Instructions for the task:
How many lines in the records below contain the string "frame"? Matching is case-sensitive, and the reply should be the number alone.
· · · ·
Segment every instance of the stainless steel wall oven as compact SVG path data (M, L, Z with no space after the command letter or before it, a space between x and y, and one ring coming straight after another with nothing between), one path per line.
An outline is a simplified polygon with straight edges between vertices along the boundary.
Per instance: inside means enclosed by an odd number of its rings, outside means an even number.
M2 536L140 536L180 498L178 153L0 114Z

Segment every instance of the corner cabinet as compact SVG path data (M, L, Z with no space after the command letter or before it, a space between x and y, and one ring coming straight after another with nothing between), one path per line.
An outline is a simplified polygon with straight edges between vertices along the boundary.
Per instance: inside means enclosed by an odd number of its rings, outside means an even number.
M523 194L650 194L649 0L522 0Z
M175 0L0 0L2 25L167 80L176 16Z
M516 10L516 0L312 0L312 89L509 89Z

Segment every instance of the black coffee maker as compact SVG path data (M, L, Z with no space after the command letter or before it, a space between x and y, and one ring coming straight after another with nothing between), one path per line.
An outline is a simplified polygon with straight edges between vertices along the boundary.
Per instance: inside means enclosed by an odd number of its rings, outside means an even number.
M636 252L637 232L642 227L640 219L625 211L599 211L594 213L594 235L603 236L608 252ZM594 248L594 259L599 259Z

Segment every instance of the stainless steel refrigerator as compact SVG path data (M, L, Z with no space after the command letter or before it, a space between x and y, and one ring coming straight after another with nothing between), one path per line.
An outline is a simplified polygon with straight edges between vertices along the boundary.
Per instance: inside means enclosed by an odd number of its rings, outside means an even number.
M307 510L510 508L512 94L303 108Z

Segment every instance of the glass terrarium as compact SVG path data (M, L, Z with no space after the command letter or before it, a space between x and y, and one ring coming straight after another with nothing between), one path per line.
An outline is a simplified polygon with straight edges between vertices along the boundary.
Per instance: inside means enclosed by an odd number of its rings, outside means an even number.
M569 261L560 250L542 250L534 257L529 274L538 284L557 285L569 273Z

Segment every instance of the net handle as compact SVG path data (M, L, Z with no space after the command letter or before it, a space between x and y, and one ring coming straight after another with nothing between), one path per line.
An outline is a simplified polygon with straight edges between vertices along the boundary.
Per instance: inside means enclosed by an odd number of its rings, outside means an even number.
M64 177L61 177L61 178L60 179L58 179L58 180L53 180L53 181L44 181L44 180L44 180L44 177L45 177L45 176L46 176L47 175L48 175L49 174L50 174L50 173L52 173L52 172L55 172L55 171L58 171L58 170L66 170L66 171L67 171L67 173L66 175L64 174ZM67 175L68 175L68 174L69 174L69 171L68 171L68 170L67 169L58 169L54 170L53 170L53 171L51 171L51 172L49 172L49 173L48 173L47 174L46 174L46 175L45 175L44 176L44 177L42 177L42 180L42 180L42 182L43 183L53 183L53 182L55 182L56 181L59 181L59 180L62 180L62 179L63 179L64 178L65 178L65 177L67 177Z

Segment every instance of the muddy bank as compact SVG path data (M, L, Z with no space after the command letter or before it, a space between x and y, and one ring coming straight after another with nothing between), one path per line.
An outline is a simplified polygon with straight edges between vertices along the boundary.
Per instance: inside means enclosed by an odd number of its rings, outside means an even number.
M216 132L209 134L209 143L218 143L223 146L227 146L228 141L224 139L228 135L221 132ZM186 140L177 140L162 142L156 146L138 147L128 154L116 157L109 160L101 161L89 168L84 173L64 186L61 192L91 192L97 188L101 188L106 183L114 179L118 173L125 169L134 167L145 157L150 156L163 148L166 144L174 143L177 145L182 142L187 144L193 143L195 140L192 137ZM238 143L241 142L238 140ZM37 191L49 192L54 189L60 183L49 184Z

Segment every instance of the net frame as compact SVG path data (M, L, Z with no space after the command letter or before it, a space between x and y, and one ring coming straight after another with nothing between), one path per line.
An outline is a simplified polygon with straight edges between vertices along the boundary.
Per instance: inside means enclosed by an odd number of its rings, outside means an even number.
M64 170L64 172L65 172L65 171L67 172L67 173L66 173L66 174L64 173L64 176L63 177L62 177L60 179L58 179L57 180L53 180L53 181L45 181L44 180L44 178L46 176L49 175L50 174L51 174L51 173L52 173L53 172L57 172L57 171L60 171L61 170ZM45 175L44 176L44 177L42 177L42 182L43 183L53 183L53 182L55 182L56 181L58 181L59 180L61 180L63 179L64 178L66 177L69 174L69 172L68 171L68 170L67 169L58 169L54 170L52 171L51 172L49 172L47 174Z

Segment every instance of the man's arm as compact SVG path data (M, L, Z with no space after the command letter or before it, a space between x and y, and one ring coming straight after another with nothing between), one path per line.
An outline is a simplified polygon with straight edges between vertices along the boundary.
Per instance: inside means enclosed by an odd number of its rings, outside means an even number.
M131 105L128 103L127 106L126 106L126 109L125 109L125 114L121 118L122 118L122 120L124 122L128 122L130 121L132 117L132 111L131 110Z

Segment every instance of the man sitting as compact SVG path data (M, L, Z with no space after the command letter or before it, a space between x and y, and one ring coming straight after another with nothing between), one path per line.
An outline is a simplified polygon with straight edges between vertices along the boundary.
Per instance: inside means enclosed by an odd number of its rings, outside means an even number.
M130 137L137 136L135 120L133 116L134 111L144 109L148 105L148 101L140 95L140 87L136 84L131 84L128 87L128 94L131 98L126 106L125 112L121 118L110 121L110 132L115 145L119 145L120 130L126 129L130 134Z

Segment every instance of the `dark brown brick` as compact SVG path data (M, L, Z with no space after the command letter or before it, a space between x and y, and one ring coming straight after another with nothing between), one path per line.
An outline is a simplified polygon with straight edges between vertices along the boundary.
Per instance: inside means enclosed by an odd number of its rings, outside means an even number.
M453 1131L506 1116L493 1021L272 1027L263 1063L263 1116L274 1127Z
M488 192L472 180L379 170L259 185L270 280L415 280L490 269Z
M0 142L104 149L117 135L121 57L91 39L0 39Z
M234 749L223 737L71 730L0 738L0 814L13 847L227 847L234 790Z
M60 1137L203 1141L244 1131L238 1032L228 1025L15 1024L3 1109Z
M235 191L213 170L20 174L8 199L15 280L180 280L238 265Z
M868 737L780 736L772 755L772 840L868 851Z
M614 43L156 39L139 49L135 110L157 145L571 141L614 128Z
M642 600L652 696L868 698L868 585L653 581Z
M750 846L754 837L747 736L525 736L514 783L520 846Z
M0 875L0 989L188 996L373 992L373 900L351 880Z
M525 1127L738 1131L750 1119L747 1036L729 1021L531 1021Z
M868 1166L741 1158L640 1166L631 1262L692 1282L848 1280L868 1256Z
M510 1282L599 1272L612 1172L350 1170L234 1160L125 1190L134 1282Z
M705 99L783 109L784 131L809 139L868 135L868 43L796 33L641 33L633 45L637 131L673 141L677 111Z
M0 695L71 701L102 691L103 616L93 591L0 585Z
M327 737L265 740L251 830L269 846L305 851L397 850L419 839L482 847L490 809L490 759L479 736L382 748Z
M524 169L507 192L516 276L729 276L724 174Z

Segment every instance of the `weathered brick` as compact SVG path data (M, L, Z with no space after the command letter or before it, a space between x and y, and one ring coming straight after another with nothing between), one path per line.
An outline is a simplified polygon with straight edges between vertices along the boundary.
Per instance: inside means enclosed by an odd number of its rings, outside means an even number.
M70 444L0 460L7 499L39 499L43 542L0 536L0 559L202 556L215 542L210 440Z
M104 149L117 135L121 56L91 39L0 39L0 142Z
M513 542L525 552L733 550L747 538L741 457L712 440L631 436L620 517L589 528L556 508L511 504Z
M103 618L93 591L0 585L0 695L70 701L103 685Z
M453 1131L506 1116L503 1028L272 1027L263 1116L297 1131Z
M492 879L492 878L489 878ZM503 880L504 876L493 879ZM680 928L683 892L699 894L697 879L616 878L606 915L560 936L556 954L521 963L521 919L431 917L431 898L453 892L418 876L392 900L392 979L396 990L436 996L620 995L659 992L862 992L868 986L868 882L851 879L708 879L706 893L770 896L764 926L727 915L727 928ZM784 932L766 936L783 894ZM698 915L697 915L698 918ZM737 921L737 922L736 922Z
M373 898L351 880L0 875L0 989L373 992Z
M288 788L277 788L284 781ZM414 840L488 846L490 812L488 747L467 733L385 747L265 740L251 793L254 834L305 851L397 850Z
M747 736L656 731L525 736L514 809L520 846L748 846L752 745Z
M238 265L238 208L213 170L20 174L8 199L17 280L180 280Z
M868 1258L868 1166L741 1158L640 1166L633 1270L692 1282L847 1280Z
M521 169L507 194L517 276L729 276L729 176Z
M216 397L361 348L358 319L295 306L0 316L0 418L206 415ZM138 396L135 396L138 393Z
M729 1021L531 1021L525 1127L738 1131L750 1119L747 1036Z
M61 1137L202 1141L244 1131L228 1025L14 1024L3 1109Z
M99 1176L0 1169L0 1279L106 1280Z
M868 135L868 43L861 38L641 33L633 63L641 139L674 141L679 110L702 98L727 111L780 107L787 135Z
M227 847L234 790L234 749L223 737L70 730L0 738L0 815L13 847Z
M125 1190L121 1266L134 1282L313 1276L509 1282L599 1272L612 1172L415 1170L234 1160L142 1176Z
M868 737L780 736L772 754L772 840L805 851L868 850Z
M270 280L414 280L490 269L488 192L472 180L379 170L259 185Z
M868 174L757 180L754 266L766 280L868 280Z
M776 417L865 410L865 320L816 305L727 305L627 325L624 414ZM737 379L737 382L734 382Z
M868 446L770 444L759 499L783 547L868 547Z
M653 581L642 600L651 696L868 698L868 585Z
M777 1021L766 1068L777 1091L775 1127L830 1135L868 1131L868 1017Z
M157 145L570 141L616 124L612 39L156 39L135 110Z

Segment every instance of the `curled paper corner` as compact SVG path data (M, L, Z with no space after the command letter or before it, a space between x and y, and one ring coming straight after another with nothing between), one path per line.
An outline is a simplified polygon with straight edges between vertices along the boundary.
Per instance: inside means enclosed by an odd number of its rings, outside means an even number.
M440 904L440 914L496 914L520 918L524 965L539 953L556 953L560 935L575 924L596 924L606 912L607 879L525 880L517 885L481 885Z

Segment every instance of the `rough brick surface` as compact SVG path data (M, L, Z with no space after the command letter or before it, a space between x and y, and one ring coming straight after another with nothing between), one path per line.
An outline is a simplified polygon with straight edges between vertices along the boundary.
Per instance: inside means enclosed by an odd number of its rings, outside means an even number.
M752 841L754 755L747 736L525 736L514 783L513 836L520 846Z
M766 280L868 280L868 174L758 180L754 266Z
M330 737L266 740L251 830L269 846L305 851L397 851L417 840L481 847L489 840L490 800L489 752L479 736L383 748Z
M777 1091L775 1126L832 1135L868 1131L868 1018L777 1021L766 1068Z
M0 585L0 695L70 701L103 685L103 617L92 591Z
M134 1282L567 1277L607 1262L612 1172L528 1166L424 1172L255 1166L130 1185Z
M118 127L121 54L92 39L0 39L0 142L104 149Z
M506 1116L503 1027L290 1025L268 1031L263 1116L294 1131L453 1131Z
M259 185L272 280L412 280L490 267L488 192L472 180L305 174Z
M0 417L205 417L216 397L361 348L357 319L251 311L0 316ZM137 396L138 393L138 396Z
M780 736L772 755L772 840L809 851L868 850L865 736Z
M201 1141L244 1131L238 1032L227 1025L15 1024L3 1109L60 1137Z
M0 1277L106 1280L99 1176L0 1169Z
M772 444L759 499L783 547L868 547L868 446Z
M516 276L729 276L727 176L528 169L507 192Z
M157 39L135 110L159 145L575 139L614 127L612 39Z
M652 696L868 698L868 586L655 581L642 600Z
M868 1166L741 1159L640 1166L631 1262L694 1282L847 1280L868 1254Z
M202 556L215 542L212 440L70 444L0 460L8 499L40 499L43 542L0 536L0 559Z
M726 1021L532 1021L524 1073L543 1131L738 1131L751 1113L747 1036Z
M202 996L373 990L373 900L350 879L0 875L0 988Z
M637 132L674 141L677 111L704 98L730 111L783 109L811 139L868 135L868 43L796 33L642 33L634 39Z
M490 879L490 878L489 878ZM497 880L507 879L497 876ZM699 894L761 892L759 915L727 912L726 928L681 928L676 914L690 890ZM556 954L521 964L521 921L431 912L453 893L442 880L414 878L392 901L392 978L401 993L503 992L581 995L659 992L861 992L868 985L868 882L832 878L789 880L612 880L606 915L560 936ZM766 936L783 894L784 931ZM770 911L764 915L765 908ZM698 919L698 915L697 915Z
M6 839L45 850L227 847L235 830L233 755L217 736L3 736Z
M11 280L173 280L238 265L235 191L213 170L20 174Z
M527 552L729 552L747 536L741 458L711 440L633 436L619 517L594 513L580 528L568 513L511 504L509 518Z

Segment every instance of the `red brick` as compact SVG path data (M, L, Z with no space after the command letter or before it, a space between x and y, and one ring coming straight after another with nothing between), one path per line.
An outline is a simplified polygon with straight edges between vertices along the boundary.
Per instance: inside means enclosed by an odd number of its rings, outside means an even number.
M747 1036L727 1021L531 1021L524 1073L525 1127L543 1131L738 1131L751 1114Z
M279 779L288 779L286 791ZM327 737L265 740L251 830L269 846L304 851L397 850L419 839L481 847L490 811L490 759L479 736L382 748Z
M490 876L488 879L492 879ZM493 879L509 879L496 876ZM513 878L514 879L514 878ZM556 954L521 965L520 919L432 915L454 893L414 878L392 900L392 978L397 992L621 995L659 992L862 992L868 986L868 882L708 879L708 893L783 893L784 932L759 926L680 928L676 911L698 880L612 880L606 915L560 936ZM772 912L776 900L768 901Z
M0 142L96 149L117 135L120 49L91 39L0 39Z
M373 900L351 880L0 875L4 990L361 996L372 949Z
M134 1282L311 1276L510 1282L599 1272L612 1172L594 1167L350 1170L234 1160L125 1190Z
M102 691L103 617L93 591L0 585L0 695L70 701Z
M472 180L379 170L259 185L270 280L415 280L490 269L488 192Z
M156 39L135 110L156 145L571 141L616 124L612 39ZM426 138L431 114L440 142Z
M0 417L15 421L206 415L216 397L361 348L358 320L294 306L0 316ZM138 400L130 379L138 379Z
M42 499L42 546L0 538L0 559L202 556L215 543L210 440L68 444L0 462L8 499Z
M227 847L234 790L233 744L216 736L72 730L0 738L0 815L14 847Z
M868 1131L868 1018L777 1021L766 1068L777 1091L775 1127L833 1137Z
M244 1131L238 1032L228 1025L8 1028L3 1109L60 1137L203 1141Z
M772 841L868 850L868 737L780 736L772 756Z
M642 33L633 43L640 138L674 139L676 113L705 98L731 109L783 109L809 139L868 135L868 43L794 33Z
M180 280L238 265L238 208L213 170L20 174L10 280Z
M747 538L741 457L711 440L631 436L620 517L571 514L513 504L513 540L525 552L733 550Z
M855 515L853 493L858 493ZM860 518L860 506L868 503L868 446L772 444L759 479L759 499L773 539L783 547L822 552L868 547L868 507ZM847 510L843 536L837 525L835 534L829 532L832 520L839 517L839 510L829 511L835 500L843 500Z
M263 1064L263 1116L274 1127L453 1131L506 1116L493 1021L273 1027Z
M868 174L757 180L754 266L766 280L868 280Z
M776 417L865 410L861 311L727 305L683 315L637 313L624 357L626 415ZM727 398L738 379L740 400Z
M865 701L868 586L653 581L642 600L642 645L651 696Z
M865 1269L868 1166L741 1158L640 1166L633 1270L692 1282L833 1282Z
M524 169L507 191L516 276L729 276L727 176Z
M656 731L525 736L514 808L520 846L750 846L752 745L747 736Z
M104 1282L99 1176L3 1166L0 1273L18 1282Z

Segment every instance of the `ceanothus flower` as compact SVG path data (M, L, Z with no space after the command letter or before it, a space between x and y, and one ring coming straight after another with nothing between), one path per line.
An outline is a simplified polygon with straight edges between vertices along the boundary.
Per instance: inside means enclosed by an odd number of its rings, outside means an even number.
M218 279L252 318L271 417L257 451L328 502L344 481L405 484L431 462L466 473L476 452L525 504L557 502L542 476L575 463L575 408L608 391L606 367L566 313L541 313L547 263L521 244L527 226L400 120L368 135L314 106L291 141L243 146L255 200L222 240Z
· · · ·
Complete output:
1